- [WHAT IS REQUIRED]: Reproduce the following lines verbatim, starting at the line that contains "Mark every instance of the bird" and ending at the line that contains "Query: bird reflection".

------ MATERIAL SHOWN

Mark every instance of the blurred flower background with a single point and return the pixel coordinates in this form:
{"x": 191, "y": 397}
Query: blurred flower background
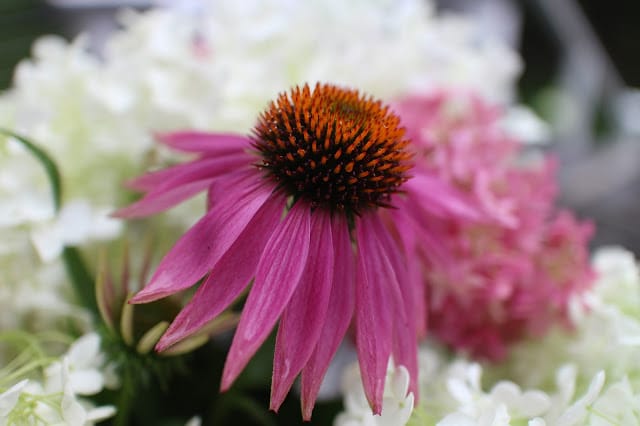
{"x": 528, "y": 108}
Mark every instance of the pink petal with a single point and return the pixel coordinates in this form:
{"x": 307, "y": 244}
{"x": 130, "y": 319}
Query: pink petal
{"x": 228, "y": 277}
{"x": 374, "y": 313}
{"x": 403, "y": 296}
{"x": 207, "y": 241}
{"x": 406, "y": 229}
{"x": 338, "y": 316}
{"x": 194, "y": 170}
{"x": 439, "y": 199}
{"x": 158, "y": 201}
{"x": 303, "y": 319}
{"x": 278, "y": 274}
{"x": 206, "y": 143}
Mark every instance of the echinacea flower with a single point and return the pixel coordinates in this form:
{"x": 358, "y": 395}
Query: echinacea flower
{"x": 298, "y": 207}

------------
------ MATERIAL SHOWN

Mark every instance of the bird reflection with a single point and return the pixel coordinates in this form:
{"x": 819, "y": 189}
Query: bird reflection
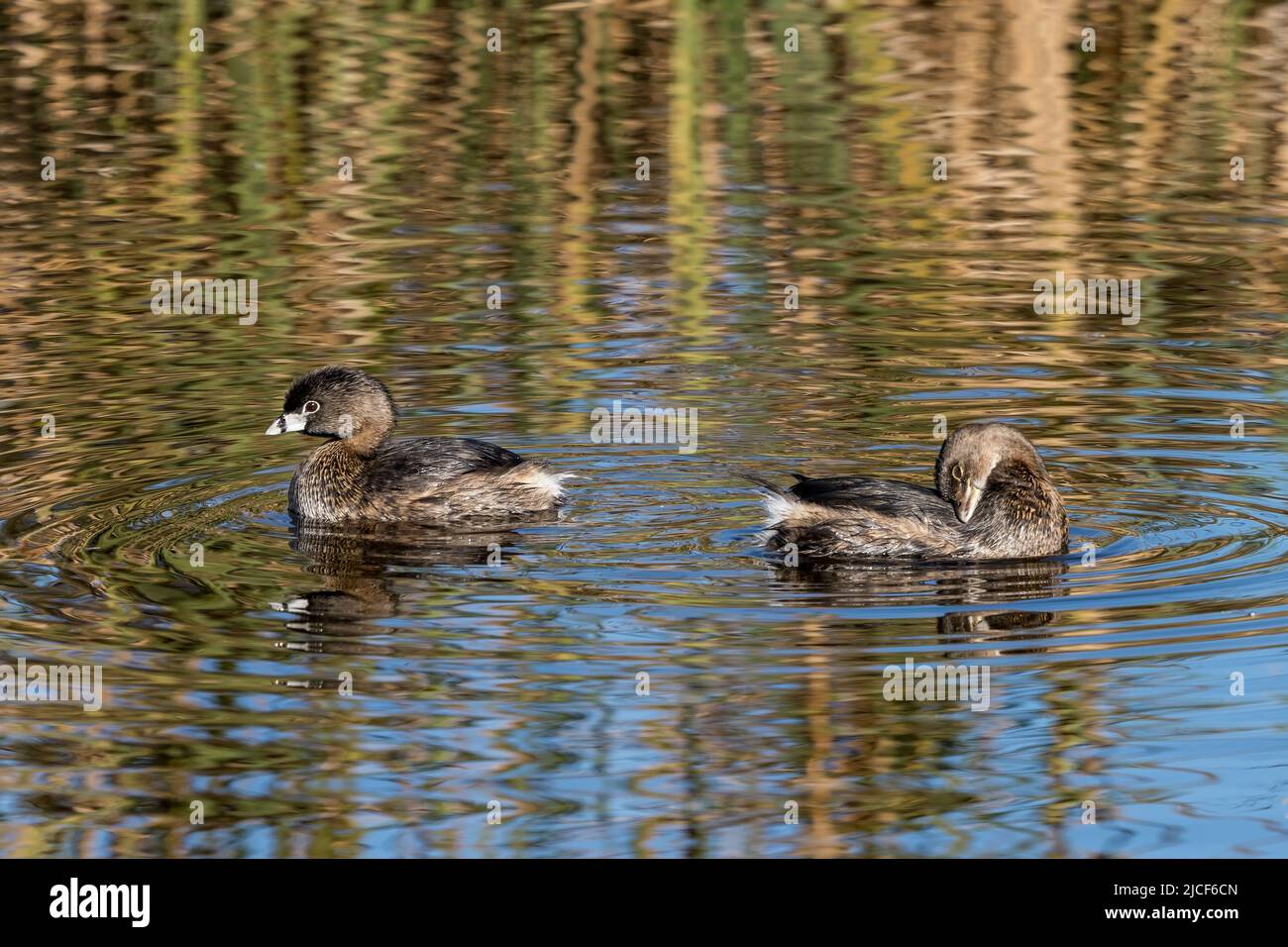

------------

- [WRITTEN ANSWER]:
Mark every instance of the bird reflection with a single point and return the pixel coordinates in this form:
{"x": 819, "y": 189}
Query: bird reflection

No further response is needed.